■ **Excerpt provided**:
New York Fashion Week FW26 opened fashion month in the middle of the city’s worst snowstorm in years—which, honestly, felt poetic. Because this was a season about showing up. About proving that American fashion has something to say beyond “quiet luxury meets athleisure.” The schedule ran February 11–16, with 52 shows and 46 presentations, and what emerged was a city-wide argument for directional dressing that still respects your actual life.

The headlines went to the debuts (Rachel Scott at Proenza Schouler, Veronica Leoni’s second season at Calvin Klein) and the legacy statements (Michael Kors’ 45th anniversary, Ralph Lauren doing Ralph Lauren things). But the most interesting moments lived in between—designers refining their vision, new voices earning their place, and a few genuine surprises that reminded everyone why New York still matters.

Here are the ten shows that stood out, ranked from great to greatest.

■ **Directives**:
A - Summarize the New York Fashion Week text in two sentences.
B - Resume the New York Fashion Week text right after its final sentence.
The material after this text comes from a separate source.

[Point placement records]
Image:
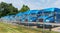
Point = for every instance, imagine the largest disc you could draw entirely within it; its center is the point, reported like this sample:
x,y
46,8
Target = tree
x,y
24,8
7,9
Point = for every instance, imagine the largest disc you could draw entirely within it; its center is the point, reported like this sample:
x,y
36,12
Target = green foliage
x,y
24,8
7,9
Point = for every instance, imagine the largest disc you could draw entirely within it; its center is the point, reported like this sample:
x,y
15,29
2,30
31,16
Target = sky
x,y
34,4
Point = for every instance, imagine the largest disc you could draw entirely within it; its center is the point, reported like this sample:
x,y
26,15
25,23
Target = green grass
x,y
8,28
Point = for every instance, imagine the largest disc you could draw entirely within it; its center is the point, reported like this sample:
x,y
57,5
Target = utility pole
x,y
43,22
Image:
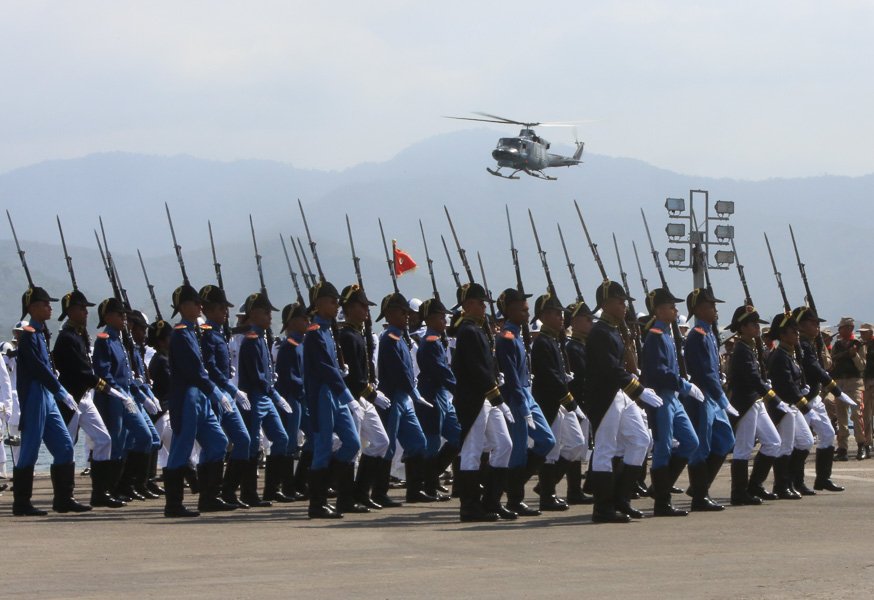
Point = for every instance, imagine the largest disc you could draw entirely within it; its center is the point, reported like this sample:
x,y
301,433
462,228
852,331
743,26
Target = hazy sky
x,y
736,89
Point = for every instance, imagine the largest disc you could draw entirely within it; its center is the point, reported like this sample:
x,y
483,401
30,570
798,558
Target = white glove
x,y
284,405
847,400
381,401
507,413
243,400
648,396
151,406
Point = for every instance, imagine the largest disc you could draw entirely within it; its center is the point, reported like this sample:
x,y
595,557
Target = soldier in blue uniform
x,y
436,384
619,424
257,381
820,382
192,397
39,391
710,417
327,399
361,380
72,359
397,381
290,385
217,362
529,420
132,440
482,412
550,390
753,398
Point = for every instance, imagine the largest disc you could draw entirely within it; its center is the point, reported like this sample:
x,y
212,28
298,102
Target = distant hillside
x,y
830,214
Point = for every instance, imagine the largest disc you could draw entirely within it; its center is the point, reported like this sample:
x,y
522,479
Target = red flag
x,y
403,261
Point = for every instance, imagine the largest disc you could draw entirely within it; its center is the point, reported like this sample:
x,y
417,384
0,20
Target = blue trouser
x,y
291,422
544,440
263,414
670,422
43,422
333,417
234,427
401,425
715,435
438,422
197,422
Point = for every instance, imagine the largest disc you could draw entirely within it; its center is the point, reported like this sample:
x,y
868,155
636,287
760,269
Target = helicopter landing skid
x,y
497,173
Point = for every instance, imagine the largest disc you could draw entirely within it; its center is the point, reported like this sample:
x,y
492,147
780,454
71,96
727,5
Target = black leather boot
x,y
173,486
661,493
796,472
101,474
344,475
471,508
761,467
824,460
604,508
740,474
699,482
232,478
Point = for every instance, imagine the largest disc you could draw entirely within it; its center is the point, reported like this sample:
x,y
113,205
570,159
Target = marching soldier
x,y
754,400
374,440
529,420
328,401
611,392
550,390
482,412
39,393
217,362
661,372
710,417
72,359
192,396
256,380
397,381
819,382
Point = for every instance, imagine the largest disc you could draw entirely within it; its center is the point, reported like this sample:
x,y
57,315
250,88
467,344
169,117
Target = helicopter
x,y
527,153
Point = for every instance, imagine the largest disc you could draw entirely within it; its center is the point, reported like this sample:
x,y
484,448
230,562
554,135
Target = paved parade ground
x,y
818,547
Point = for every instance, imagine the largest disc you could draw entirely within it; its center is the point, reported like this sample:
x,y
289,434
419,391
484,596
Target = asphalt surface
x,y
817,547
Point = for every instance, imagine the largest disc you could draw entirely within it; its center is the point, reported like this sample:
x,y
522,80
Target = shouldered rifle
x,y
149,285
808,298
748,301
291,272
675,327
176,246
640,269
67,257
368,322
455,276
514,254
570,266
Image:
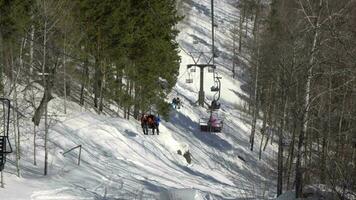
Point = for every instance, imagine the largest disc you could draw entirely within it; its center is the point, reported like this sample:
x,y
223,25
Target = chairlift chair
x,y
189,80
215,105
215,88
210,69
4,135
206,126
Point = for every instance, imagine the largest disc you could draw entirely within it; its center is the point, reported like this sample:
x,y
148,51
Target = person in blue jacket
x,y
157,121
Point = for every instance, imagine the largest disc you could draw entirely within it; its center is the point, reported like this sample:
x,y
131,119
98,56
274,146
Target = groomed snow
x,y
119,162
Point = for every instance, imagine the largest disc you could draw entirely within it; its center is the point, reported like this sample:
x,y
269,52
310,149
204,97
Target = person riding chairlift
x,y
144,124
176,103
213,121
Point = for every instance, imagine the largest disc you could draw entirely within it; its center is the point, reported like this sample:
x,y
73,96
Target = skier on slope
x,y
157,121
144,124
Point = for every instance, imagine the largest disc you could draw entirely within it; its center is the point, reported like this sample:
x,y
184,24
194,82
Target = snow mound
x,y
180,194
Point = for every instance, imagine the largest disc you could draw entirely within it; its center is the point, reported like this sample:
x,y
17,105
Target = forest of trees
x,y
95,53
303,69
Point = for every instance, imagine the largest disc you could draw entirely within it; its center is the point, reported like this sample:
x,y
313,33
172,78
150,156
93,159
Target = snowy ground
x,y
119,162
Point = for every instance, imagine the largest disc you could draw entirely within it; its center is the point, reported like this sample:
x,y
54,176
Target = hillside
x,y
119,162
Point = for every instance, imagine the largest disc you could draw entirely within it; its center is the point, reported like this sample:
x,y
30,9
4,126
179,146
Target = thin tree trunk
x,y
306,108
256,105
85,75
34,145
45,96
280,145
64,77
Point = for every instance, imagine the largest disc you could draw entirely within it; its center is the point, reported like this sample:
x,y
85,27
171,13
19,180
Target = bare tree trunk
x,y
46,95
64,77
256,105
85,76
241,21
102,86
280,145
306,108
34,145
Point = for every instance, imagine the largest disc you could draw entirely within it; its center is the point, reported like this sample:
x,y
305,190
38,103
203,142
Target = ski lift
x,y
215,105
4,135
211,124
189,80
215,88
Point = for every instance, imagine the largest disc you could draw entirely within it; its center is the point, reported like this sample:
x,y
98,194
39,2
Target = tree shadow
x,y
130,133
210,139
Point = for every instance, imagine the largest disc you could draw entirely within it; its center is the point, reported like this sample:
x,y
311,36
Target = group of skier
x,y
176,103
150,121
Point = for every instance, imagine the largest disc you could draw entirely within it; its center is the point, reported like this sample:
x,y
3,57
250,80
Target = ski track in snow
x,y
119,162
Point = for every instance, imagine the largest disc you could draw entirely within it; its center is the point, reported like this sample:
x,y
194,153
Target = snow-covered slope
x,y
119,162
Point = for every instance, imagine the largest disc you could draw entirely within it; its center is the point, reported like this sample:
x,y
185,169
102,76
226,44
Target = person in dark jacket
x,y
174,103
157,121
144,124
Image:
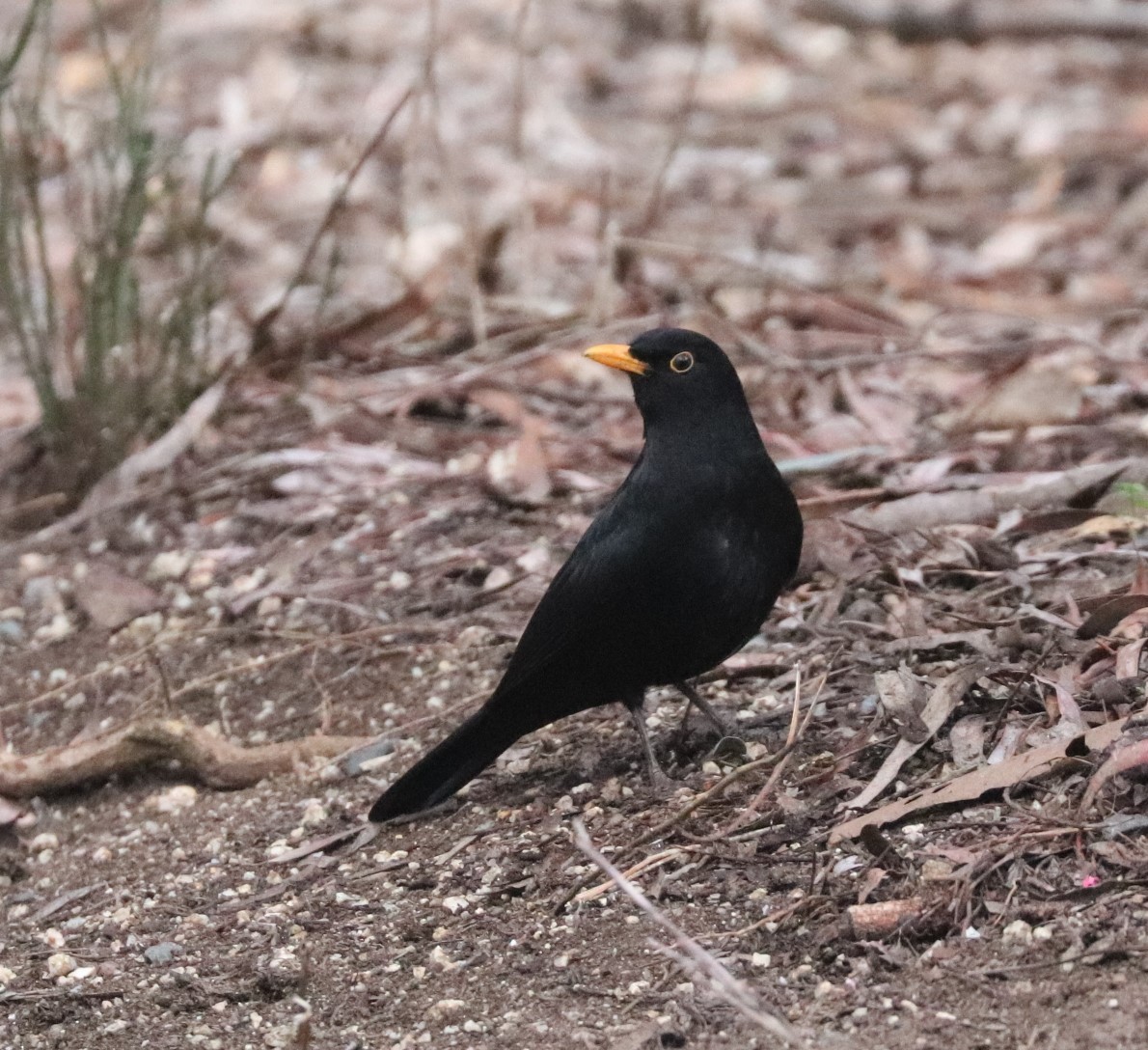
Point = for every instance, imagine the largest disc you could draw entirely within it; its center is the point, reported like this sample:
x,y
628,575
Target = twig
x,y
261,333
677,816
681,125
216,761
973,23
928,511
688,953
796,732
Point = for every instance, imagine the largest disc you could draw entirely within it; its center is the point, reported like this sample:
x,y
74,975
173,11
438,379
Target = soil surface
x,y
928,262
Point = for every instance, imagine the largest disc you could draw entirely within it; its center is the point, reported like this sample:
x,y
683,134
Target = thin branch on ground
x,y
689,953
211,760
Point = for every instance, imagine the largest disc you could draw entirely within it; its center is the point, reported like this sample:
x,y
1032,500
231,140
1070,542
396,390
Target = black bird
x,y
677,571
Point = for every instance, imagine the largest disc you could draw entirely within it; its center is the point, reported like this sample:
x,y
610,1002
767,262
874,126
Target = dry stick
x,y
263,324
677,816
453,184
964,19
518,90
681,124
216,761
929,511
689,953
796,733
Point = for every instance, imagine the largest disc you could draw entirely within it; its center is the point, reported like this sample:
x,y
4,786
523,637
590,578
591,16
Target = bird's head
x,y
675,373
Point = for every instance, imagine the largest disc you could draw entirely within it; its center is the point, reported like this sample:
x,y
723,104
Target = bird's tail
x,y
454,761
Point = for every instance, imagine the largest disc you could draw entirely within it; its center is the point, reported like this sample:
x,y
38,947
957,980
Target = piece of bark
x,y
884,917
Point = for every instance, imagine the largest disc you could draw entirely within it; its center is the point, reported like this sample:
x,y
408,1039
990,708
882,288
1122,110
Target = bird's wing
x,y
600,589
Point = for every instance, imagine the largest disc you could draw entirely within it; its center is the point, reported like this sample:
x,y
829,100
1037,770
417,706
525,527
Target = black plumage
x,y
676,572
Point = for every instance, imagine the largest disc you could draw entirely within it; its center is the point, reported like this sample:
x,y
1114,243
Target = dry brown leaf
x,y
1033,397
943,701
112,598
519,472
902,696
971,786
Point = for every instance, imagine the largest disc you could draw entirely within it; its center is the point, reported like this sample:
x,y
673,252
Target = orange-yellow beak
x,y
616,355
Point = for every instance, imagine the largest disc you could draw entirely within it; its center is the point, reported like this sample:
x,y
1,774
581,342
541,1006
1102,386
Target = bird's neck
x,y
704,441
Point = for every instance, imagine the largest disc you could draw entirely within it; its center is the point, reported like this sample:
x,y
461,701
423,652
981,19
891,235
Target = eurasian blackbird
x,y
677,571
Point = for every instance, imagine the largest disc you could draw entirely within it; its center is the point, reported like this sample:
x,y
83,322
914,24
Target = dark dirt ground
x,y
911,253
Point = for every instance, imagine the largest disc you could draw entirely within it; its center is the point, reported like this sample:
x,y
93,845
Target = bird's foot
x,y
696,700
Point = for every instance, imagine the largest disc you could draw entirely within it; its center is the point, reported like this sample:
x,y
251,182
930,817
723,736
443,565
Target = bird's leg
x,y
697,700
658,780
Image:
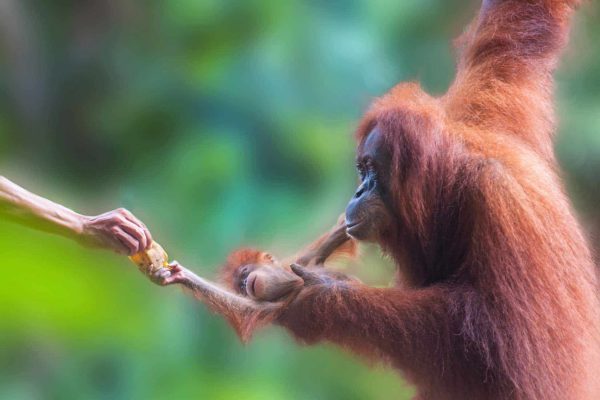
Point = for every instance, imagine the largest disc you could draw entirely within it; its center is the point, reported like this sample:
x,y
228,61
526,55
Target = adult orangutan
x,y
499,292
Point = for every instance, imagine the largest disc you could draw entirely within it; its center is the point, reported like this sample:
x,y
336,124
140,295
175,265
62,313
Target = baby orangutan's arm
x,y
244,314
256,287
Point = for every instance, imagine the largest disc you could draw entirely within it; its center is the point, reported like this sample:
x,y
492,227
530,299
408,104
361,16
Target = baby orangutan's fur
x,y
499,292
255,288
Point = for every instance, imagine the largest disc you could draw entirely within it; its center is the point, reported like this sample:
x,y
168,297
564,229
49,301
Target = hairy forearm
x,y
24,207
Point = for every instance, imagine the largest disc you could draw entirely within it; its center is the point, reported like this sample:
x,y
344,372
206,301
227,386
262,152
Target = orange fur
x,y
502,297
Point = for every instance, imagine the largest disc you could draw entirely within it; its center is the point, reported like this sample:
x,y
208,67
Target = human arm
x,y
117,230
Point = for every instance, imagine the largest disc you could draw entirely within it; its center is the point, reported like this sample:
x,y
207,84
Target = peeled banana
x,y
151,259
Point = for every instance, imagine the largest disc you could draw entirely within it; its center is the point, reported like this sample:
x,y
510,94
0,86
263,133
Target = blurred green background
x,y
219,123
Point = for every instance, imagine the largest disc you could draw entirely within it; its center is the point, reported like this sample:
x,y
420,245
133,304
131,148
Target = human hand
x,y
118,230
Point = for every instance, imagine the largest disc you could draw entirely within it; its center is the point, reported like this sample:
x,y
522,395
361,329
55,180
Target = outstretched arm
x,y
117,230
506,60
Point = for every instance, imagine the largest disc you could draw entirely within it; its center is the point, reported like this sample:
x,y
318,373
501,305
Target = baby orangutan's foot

■ **Results of the exercise**:
A - New York Fashion Week FW26 opened fashion month during the city's worst snowstorm in years, running February 11–16 with 52 shows and 46 presentations and making a case for directional dressing that still respects real life. Debuts and legacy statements drew the headlines, but the most interesting moments came from designers refining their vision, new voices earning their place, and a few genuine surprises, and the piece ranks the ten shows that stood out.

B -
10. Coach

The Vibe: Gen Z’s favourite leather goods brand throws an all-American house party

Stuart Vevers staged his FW26 show at the Cunard Building in Manhattan and delivered exactly what Coach does best: a patchwork of American iconography that somehow never tips into costume. Old Hollywood tailoring met skate culture met varsity spirit, all filtered through Coach’s signature optimism. The front row—Elle Fanning, Storm Reid, Omar Apollo—told you everything about the brand’s audience: young, culturally plugged-in, and loyal. Grungy denim sat alongside structured evening gowns, and the 1970s sportswear references felt fresh rather than retro. Coach isn’t trying to be high fashion. It’s trying to be your favourite jacket. And that’s a perfectly valid ambition.

9. Carolina Herrera

The Vibe: Art world power moves in floral brocade

Wes Gordon set his latest Herrera show in the Meatpacking District and cast actual women from the art world—painter Amy Sherald, gallerist Hannah Traore, photographer Ming Smith—on the runway alongside professional models. Bold move. An even bolder collection: full-bodied skirts, graphic ’80s-inspired animal prints, sequins, and those signature Herrera bows, all set against industrial concrete that gave femininity an edge. Gordon has found his groove at Herrera—unapologetically glamorous but always aware that the women wearing his clothes have more interesting things to do than stand still and look pretty.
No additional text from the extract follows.